*Task objective*. Write out every record below exactly as it appears.

*Excerpted data*.
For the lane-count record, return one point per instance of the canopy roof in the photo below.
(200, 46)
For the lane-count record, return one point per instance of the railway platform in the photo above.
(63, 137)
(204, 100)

*Response*.
For the lane-count record, return one point per instance of the canopy roof in the photo below.
(200, 46)
For the lane-count record, return one point per instance of the railway platform in the photo above.
(63, 137)
(204, 100)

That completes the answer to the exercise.